YOUR GOAL. The listing beneath should be written out in full, exactly as shown.

RECORDS SUPPLIED.
--- START ---
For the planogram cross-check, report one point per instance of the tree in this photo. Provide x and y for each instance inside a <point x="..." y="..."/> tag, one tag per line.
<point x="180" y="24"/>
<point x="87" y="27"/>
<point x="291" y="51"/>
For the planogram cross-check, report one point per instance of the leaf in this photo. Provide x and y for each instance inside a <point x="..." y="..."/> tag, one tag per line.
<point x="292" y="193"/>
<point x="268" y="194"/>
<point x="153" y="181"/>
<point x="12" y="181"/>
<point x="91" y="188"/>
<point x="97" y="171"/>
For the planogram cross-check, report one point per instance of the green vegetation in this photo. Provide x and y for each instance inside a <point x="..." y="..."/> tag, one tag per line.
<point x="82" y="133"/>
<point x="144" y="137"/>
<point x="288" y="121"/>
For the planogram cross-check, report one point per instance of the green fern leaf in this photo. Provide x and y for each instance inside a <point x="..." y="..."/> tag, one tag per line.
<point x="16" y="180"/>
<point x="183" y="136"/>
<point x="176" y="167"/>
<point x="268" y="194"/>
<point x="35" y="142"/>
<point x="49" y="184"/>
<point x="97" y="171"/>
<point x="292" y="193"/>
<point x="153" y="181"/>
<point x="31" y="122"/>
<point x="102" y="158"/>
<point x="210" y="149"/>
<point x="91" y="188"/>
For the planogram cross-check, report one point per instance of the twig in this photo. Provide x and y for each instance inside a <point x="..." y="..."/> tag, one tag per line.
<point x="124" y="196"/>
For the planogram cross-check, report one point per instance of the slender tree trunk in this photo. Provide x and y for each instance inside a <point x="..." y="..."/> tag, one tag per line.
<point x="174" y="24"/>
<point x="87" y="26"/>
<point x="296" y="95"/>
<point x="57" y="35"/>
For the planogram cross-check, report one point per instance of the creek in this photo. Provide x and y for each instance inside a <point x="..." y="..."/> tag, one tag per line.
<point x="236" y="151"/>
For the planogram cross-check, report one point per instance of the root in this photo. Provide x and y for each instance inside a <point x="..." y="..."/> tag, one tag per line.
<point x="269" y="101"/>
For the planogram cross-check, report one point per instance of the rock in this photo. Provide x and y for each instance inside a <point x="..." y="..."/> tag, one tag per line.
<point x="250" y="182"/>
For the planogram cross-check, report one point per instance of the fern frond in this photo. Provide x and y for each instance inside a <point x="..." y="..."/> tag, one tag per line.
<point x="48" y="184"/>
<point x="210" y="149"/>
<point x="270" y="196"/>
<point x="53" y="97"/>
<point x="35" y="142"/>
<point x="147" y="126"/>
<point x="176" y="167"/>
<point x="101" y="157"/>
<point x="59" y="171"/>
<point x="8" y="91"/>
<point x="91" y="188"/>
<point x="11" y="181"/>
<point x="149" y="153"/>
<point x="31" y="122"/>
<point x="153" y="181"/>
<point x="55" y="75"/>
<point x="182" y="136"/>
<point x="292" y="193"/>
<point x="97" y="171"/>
--- END ---
OUTPUT FOR THIS EXERCISE.
For the planogram cross-check, report one point per instance of the tree in this photo. Provide x and y for each instance inside a <point x="..." y="..."/> tag, one tag per line.
<point x="180" y="24"/>
<point x="87" y="27"/>
<point x="291" y="51"/>
For the planogram cross-check, report one point per instance of the leaf in this photo. Provide x and y for each instance inside a <point x="..." y="..."/> tag, one tag per line.
<point x="292" y="193"/>
<point x="268" y="194"/>
<point x="153" y="181"/>
<point x="12" y="181"/>
<point x="91" y="188"/>
<point x="97" y="171"/>
For the planogram cross-check, report one point per instance of the green vegetation in this photo. Provide x and y for each instance inside a <point x="..." y="..."/> tag, one tag per line.
<point x="82" y="133"/>
<point x="144" y="137"/>
<point x="288" y="121"/>
For the planogram cross-check, report one point per instance of the green fern leaf in this photo. Provide x and y for each instance inside a <point x="..." y="..."/> tag, one tag per line.
<point x="16" y="180"/>
<point x="183" y="136"/>
<point x="176" y="167"/>
<point x="268" y="194"/>
<point x="35" y="142"/>
<point x="49" y="184"/>
<point x="97" y="171"/>
<point x="292" y="193"/>
<point x="153" y="181"/>
<point x="31" y="122"/>
<point x="102" y="158"/>
<point x="210" y="149"/>
<point x="91" y="188"/>
For the planogram cross-check, report one point per instance of the twig in this photo. Provide x and y for each instance inside a <point x="..." y="..."/> tag, one tag per line.
<point x="124" y="196"/>
For the planogram cross-check, report one point per instance of the slender tree trunk in this photo. Provide x and y for each instance inside a <point x="..." y="..."/> tag, one tag per line.
<point x="174" y="24"/>
<point x="87" y="26"/>
<point x="296" y="95"/>
<point x="57" y="35"/>
For the planogram cross-check, report one point per instance of the creek in this photo. Provide x and y for each instance inside a <point x="..." y="..."/> tag, one tag per line.
<point x="236" y="151"/>
For the planogram cross-check, report one point per instance of the root in this photo. Provide x and y for each instance inside a <point x="..." y="..."/> tag, one tag per line.
<point x="269" y="101"/>
For the planogram cross-check, report one point per instance of the rock in this photo. Provide x and y for each instance inside a <point x="..." y="..."/> tag, one tag per line.
<point x="250" y="182"/>
For the planogram cross-check, report one point per instance of the fern frond in this photo. Provide x and y for each instance inside a <point x="..." y="..."/> tag, one tag per line.
<point x="48" y="184"/>
<point x="210" y="149"/>
<point x="270" y="196"/>
<point x="53" y="97"/>
<point x="35" y="142"/>
<point x="147" y="126"/>
<point x="176" y="167"/>
<point x="101" y="157"/>
<point x="59" y="171"/>
<point x="8" y="91"/>
<point x="91" y="188"/>
<point x="11" y="181"/>
<point x="149" y="153"/>
<point x="31" y="122"/>
<point x="153" y="181"/>
<point x="55" y="75"/>
<point x="182" y="136"/>
<point x="292" y="193"/>
<point x="97" y="171"/>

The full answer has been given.